:: RECORDED INFORMATION ::
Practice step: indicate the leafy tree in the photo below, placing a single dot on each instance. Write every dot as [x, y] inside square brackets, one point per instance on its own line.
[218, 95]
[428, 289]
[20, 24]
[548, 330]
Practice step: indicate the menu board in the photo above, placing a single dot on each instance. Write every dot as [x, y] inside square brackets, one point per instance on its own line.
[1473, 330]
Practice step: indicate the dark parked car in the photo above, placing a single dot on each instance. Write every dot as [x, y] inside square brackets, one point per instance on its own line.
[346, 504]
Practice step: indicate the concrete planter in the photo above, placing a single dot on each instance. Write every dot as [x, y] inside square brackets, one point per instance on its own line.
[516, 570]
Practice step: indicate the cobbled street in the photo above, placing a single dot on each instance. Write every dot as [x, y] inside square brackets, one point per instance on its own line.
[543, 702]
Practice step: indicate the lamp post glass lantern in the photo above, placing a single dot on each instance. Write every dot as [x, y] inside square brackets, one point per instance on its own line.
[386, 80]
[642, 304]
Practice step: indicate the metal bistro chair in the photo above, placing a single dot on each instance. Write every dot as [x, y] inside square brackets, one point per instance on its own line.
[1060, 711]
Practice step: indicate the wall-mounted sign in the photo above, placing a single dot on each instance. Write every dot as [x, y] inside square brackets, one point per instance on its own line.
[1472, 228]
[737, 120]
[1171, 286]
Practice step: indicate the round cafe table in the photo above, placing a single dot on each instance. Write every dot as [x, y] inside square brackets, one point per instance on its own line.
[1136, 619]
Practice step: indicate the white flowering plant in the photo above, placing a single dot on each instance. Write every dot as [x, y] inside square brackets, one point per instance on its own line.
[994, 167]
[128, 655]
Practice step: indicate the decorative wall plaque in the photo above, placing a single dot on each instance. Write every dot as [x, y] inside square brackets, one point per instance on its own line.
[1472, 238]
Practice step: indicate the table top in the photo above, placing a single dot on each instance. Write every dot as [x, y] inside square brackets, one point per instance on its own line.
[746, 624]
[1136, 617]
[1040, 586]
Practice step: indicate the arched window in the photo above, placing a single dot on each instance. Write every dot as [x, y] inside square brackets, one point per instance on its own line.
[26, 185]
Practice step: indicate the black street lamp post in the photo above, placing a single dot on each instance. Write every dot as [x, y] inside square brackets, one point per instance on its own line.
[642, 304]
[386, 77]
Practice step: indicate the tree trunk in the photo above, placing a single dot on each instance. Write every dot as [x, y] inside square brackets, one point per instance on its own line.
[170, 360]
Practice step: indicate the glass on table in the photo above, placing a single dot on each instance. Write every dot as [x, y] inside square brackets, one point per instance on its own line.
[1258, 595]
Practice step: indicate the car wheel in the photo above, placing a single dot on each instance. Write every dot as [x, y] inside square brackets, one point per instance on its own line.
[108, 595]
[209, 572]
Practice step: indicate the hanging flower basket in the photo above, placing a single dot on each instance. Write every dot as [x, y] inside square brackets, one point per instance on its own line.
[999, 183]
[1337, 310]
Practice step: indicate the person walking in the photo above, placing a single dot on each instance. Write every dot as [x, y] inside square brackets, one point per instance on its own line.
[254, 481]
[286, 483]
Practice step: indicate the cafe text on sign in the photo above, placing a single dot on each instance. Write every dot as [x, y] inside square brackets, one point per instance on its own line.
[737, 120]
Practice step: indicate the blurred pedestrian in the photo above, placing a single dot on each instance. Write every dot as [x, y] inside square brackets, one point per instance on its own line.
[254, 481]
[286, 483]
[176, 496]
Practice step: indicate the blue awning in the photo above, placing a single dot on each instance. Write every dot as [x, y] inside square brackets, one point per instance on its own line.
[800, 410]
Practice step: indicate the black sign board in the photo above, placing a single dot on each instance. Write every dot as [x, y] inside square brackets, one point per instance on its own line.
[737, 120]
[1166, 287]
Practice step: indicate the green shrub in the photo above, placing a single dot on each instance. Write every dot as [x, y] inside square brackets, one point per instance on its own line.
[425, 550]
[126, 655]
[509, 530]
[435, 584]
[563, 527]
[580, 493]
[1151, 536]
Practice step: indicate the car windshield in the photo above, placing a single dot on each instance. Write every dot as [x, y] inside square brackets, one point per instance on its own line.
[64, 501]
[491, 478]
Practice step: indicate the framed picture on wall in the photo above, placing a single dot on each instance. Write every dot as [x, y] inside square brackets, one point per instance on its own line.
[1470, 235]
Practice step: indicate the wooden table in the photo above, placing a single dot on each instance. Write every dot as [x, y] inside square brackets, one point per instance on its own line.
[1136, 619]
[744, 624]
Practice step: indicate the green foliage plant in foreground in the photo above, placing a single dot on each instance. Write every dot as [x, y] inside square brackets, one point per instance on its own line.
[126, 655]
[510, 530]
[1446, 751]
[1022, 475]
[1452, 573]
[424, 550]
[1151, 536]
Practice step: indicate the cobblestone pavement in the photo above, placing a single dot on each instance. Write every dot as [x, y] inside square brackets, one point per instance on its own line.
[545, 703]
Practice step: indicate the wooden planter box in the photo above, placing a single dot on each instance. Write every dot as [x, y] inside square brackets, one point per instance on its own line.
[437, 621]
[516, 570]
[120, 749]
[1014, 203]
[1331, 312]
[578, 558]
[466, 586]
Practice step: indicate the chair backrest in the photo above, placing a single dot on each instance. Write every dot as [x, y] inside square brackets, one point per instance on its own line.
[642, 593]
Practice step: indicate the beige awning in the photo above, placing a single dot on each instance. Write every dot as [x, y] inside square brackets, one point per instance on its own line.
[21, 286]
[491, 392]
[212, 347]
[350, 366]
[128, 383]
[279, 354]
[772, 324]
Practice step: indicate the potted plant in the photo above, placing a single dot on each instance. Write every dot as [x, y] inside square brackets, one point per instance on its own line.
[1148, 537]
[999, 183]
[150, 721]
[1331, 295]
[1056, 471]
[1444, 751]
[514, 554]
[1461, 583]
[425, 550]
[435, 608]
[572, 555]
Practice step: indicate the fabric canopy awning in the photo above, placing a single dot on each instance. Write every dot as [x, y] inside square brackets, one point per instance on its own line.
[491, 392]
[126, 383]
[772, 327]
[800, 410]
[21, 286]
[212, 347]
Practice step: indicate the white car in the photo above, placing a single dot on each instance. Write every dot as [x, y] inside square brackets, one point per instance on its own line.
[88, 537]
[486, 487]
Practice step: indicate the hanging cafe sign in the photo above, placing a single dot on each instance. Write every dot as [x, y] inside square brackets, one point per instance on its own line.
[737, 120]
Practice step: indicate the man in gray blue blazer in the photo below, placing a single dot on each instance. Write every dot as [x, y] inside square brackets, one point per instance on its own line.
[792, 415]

:: EXERCISE DETAILS ::
Please restate each record exactly as it reads.

:: RESULT OF THIS TASK ::
Practice step: indicate the leafy tree in the photo below, placing a single dot on each instance. Write every dot as [x, y] inside square brackets, one point per instance on its own line.
[218, 95]
[428, 289]
[20, 24]
[548, 330]
Practice step: indicate the menu board in the photo above, placing a single dot on each instance. Write every dot as [x, y] inside square brackets, one point per instance on its own line.
[1473, 330]
Practice step: indicate the dark parked car in the photo above, placing a single dot on each instance. Write every dot as [x, y] inside square brackets, one point per instance on its own line.
[346, 504]
Practice step: indicate the concrete planter in the photo above, placing a single dot on each instance. Write every dot as [x, y] inside square brackets, one point per instance on its own line.
[516, 570]
Practice step: indicate the cobbled street in the photo above, placing a single dot on each instance. Write every dot as [x, y] inside square brackets, one point per instance on its own line.
[543, 702]
Practice step: indicate the lamp post glass lantern in the photo above, placing a single dot on each instance. Write every dot as [x, y] inside square brackets, one point per instance on its own line.
[386, 80]
[642, 304]
Practice step: indicate the metal bistro chair in the photo above, placing a single dot on each instance. Write every dot as [x, y] inside square brackets, one point per instance on its own line.
[1060, 711]
Practice step: indicate the wall-mounted sign in the photo above, placing a single dot on each instance. Write every dot as [x, y] inside square brackets, one point per instance on its own line.
[1472, 228]
[737, 120]
[1171, 286]
Practice step: indicate the round cafe table in the photo above, placing a single dot on each instance. Write every dot as [x, y] inside square brackets, one point per instance on its own line.
[1136, 619]
Practice step: indicate the white flowering plant in the photo above, placing a single dot on each instance. Write every dot as [x, y] inside square brackets, one point per instance on its own line.
[994, 167]
[128, 655]
Practice step: indicate the decorative wall plaque in the photo above, placing a single dot on each instance. Write every dot as [x, y] inside square brackets, one point per instance on its own line.
[1472, 238]
Practice step: indicate the table top in the photo above, placing a single dot on each instance. Write every dot as [x, y] inside square brackets, one point per instance on its own line.
[746, 624]
[1136, 617]
[1040, 586]
Practice step: indicate the arched window in the photo above, placing a single dot on each instance. Write every dot as [x, y] inside square brackets, one point per instance on its own line.
[26, 185]
Practice step: indicate the black street lamp post in the photo above, placing a single dot on each instance. Write every dot as [x, y] inside square brackets, one point per instance on its own line.
[642, 304]
[386, 77]
Practice step: indicate the tree trunk in the photo above, placing a single dot on each instance. Write every dot as [x, y] inside square brackets, one point per instance on its own line.
[170, 360]
Practice step: indicate the glass on table in the photo above, placing a single dot on each instance. Write every dot as [x, y] inside square brackets, one point per instance on its own line.
[1258, 595]
Practice step: indicate the car wheel in the photo above, placing a single dot on each instance. Write every dot as [x, y] inside square brackets, one point per instance on its own line.
[108, 595]
[209, 572]
Practice step: indicate the hanging flower basket in the photo above, placing a single dot on each instance. Write every dot as [x, y] inside square brackets, one point per instance on its own line.
[999, 183]
[1337, 310]
Practice step: indicate the person walking in the photo above, placing a single dot on each instance. Write every dot as [x, y] inside square brackets, one point per instance on its own line.
[254, 481]
[286, 483]
Practice step: indicate the cafe text on sign in the photo above, placing a single dot on each instance. Write every dot as [x, y] inside square brackets, one point per instance on its own line.
[737, 120]
Practice step: indicate the blurred pedestrian in the photo above, placing a single dot on each instance. Write every dot as [x, y] inside square brackets, one point per instance on its own line.
[254, 481]
[286, 483]
[176, 496]
Practice step: indicate the blue awning in the photo above, placing a single dot on each instance. Write every dot as [x, y] inside square brackets, one point per instance on its own line.
[800, 410]
Practice step: indicate the black sign board in the photo above, placing a single dot on each instance. Write every dot as [x, y] inside square brackets, one point per instance on its own line.
[737, 120]
[1166, 287]
Practice step: indicate the green shrub in the photo above, placing a single dot on each instance. Write every dot as [x, y] inside square brackets, one point per instance on its own line.
[425, 550]
[126, 655]
[509, 530]
[435, 584]
[563, 527]
[580, 493]
[1151, 536]
Practice step: indicate the car windshield in the photo above, placing a single dot on each instance. Write every dot as [x, y] inside square brackets, one point per instance on its own line.
[64, 501]
[491, 478]
Practice step: indicate the framed picture on wall in the photo above, placing a single dot on each instance. Write every dot as [x, y] inside square brackets, one point per instance on its own line.
[1470, 235]
Practice step: indicate the wooden table in the photo above, placing a single dot on each instance. Write every dot as [x, y] inside square brackets, one point per instance on its own line.
[1136, 619]
[744, 624]
Practice step: indicate the green foliage plant in foreground in the photo above, placing a single dot on each instance. Write every dot as [x, y] inside square brackets, one point per instance on its own line.
[126, 655]
[510, 530]
[1446, 751]
[1022, 475]
[1452, 573]
[424, 550]
[1151, 536]
Practice step: indicate the cobblestone pavement in the photo above, placing a single dot on each instance. Write every dot as [x, y] inside square brackets, one point per instance on its own line.
[545, 703]
Practice step: indicate the wooden planter box in the photo above, placing a single dot on each instance. Write every dot as [x, y] inside square brackets, one point per instance on its own line.
[437, 621]
[516, 570]
[120, 749]
[1014, 203]
[1331, 312]
[578, 558]
[466, 586]
Practice step: indicate the chair backrest in the photo above, placing a single dot on each instance. Write every dot as [x, y] inside square brackets, one point per instance on its own line.
[642, 593]
Practice step: indicate the beige awning in the photo above, placing a single dot on each instance. Write every dot as [x, y] inside square brackets, one point per instance on its own line.
[21, 286]
[491, 392]
[212, 347]
[350, 366]
[128, 383]
[279, 354]
[772, 324]
Practice step: indicate the potted plant in the photo above, placing a single dot on each instance. Write every dot as [x, y] inside square brackets, one point per instance on its own line.
[1148, 537]
[999, 183]
[150, 721]
[1331, 295]
[1056, 471]
[1444, 751]
[514, 554]
[1461, 583]
[425, 550]
[435, 608]
[572, 555]
Practice step: indicate the fabric canopy awning in the photo above, placing a single dot on each instance. Write every dot as [x, y] inside square brackets, one point per instance on its own line.
[491, 392]
[126, 383]
[772, 327]
[800, 410]
[21, 286]
[212, 347]
Practice step: indicate the white car in the photo above, placing a single dot on each instance. Write every dot as [x, y] inside square brackets, one point per instance on its own line.
[88, 537]
[486, 487]
Practice step: indicate the hanging cafe sign in the photo above, placing a single dot on each instance. Write every dot as [x, y] inside square brackets, one point per instance on its own line.
[737, 120]
Practice step: indicate the man in gray blue blazer in the photo below, placing a single dot on each instance. Write every dot as [x, y] inside square brackets, one point per instance on its own line.
[792, 415]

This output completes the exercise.